──────── RECORDS TO PROCESS ────────

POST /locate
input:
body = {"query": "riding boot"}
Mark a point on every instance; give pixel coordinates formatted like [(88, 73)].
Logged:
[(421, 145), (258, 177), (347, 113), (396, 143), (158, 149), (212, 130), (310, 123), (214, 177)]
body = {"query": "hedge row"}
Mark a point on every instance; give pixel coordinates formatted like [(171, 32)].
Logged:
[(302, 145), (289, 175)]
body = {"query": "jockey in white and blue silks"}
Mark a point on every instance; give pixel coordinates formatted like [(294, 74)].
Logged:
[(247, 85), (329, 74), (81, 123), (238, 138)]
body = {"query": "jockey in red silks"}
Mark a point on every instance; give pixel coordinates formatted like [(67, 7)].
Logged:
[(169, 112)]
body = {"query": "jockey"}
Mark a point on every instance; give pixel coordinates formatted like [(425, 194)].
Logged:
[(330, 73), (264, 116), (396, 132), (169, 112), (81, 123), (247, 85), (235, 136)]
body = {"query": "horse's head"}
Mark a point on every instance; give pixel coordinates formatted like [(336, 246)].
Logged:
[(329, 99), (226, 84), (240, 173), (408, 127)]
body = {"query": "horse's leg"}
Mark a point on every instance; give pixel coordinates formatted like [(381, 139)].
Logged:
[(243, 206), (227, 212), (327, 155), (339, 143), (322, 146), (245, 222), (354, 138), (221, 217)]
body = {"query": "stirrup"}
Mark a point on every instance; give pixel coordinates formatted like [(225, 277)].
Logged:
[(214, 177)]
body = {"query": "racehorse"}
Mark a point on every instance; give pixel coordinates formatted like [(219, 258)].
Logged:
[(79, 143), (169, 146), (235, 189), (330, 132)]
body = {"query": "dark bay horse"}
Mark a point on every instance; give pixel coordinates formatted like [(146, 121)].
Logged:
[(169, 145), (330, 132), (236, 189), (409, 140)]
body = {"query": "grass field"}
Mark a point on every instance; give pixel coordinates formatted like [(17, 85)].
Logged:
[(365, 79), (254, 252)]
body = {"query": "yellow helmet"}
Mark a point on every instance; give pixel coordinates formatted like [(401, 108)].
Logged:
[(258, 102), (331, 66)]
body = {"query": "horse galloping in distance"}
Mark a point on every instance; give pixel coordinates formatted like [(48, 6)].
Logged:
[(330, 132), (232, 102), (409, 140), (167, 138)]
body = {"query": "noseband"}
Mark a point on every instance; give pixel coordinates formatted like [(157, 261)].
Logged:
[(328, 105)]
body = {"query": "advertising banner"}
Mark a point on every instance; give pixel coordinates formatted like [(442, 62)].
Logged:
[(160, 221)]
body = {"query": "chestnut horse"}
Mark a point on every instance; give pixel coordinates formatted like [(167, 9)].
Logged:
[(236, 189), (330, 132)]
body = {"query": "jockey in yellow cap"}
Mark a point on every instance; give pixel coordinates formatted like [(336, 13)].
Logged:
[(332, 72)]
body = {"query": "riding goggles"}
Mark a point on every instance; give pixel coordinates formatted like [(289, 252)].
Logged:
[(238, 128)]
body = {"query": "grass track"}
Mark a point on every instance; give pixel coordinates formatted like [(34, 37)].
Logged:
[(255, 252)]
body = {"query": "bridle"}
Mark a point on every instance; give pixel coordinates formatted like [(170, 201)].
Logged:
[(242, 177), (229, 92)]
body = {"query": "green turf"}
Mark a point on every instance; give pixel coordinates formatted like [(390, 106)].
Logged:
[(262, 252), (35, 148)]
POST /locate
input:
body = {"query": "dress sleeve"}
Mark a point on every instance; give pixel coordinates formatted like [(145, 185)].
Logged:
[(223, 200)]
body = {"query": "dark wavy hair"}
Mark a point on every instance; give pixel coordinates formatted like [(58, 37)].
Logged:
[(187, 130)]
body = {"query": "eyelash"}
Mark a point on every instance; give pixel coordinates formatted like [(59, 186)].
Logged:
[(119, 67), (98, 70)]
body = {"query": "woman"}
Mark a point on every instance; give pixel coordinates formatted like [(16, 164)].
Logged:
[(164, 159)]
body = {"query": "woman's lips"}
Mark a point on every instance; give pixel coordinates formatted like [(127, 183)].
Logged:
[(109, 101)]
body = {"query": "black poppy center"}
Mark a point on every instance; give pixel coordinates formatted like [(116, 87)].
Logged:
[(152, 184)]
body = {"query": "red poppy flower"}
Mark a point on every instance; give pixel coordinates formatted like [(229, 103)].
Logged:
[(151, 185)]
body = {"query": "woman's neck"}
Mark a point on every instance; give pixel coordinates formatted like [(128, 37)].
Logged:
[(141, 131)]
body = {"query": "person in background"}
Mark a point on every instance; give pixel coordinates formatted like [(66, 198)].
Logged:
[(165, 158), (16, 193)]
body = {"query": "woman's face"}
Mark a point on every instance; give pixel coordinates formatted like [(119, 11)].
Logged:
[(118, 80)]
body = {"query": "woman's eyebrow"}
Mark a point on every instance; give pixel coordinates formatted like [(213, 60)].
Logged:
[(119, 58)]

────────

**YOUR TASK**
Return the listing verbatim, from its first line up to and including the line that contains "[(169, 112)]".

**ANSWER TO THIS EXERCISE**
POST /locate
input:
body = {"query": "riding boot"}
Mark a point on every instance; give pixel coordinates formatted like [(88, 73)].
Logged:
[(421, 145), (258, 177), (347, 113), (396, 143), (158, 149), (212, 130), (310, 123), (214, 177)]
body = {"query": "hedge row"}
Mark a point on every instance; give pixel coordinates formatted like [(171, 32)].
Logged:
[(302, 145), (289, 175)]
body = {"query": "jockey in white and blue silks"}
Mark a point on every instance; give pixel coordinates formatted like [(294, 74)].
Logged:
[(247, 85), (329, 74), (81, 123), (238, 138)]
body = {"query": "jockey in red silks"}
Mark a point on every instance; give pixel coordinates formatted like [(67, 7)].
Logged:
[(169, 112)]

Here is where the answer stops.